§ **WHAT TO DO**: Whenever a line in the data holds the string "ceiling", pull that line out.

§ **INPUT**:
++++++

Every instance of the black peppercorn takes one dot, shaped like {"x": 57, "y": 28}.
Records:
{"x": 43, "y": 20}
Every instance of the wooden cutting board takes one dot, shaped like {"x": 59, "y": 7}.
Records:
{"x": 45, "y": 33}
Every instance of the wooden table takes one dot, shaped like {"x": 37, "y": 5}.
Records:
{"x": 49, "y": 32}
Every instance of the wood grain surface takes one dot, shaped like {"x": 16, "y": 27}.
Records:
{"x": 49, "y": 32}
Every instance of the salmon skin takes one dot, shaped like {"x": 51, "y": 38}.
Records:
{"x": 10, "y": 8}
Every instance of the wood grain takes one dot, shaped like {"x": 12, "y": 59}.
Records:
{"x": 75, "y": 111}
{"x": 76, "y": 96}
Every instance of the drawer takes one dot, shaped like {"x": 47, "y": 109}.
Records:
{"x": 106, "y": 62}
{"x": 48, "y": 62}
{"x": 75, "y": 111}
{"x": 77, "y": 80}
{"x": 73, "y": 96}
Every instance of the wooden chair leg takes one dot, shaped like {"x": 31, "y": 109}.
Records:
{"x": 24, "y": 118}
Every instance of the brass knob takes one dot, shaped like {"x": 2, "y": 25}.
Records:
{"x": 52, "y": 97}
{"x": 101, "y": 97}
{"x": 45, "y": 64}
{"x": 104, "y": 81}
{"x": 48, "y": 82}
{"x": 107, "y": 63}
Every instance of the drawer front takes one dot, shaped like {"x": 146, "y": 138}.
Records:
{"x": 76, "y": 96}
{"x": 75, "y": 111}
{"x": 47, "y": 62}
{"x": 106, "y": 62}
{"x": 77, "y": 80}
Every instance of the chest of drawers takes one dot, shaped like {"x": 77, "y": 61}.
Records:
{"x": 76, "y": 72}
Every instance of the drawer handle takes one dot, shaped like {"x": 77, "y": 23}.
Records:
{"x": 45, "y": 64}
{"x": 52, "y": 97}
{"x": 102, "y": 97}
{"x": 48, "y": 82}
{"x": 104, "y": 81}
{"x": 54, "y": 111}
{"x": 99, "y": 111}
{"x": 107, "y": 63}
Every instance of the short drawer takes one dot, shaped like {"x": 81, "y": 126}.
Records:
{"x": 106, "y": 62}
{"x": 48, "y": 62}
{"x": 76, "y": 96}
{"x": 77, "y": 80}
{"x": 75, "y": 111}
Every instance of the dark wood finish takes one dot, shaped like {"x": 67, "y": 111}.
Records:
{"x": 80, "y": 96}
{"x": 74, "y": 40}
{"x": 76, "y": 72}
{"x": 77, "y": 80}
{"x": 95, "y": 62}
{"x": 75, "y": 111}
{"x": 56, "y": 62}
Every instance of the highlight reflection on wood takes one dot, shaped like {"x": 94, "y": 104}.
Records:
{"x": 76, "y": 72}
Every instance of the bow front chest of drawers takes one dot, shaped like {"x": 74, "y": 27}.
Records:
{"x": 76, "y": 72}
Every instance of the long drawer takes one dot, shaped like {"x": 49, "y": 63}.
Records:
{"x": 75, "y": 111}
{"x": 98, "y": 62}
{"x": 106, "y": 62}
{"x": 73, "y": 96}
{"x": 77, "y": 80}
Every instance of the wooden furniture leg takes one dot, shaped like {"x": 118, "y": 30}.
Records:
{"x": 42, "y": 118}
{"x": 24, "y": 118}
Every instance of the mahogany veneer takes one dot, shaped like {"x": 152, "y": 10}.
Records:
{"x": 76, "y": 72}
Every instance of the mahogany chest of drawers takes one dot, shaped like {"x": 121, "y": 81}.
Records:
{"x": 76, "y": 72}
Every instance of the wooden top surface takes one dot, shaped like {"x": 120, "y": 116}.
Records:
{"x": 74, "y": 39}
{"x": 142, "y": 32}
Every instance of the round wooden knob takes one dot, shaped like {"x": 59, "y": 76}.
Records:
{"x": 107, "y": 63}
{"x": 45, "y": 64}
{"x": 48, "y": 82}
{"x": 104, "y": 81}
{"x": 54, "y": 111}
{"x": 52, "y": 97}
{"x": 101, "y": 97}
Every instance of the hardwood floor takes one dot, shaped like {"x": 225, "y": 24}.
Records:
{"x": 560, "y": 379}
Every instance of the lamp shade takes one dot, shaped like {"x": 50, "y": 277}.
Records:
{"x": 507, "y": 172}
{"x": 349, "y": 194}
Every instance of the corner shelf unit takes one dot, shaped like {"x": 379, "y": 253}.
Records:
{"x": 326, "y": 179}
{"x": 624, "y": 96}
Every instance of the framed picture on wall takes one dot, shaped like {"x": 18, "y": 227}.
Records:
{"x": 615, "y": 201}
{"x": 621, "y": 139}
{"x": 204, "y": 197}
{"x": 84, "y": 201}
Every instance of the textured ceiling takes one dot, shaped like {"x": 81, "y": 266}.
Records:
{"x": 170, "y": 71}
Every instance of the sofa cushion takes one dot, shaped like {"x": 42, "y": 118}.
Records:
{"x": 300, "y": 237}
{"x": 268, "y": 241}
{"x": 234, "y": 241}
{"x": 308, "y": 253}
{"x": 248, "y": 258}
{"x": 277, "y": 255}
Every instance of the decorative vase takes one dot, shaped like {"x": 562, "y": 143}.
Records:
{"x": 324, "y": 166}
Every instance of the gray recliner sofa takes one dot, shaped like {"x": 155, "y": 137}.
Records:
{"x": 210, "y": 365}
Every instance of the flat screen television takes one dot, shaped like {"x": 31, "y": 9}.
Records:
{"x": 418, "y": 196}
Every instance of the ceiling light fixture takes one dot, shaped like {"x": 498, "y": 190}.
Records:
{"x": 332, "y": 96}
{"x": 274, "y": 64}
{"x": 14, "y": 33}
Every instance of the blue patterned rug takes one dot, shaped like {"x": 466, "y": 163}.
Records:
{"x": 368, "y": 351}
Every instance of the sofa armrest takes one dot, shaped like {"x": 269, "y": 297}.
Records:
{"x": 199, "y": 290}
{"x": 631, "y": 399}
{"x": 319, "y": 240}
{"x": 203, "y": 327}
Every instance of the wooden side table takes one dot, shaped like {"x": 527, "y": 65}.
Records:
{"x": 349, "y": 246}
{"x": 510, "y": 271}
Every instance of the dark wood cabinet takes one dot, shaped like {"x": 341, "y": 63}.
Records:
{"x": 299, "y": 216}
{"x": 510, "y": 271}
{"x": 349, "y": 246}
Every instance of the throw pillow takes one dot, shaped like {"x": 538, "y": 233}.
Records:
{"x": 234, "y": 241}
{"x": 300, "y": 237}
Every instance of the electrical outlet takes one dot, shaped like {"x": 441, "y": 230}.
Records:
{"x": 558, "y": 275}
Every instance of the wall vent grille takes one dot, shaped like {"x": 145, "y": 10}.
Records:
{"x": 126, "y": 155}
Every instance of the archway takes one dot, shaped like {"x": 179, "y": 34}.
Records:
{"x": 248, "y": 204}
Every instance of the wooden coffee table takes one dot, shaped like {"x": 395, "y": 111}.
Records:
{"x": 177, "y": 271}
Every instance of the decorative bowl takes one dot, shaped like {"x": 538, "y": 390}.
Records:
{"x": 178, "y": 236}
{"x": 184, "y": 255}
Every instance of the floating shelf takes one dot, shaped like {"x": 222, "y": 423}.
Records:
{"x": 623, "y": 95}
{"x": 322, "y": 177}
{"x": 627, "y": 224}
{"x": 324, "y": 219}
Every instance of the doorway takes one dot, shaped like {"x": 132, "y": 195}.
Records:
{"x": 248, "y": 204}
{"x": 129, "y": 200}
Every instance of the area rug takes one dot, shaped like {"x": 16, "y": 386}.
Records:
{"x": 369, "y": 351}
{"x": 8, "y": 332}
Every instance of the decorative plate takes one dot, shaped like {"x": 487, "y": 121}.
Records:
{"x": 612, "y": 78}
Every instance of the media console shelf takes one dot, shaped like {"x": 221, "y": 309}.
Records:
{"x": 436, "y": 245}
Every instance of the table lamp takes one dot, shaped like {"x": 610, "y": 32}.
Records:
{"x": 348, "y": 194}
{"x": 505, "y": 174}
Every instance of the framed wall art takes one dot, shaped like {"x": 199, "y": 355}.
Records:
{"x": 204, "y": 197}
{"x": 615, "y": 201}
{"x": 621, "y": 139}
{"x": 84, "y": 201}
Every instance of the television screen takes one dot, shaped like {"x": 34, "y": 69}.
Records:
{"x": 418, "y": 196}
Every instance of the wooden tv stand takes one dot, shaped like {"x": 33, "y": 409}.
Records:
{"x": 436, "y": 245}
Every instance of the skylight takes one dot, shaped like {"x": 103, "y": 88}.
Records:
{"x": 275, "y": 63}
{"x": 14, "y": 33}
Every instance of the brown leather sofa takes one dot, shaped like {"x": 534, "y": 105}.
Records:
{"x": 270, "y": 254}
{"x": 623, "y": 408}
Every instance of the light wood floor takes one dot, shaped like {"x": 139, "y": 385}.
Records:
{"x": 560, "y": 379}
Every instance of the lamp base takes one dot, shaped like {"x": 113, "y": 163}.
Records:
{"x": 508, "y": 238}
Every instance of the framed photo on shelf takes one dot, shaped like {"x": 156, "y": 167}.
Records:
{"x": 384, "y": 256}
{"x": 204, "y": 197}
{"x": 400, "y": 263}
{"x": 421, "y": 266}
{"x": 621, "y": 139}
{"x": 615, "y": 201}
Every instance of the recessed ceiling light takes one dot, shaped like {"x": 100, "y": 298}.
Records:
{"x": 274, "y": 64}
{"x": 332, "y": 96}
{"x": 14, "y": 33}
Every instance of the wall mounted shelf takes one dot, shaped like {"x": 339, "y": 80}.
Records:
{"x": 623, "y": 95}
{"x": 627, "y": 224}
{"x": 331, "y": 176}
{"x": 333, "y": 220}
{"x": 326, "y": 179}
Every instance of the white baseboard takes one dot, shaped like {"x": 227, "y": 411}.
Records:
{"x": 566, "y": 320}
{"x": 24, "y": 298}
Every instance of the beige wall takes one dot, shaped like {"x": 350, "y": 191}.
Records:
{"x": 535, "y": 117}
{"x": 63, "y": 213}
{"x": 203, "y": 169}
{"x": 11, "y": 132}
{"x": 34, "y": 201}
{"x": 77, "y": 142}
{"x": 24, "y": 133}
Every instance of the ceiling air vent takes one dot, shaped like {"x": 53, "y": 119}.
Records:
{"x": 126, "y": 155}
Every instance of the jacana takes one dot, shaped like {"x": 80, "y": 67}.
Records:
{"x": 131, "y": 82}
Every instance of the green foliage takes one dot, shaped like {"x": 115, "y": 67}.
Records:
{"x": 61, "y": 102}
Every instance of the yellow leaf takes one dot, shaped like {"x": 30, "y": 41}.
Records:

++++++

§ **EXERCISE RESULT**:
Every instance of the textured ceiling takes one dot, shaped like {"x": 81, "y": 266}.
Every instance of the ceiling light fixture takes one dot, shaped like {"x": 498, "y": 190}.
Every instance of the recessed ceiling light takes one dot, shaped like {"x": 100, "y": 298}.
Every instance of the ceiling air vent takes one dot, shaped like {"x": 53, "y": 119}.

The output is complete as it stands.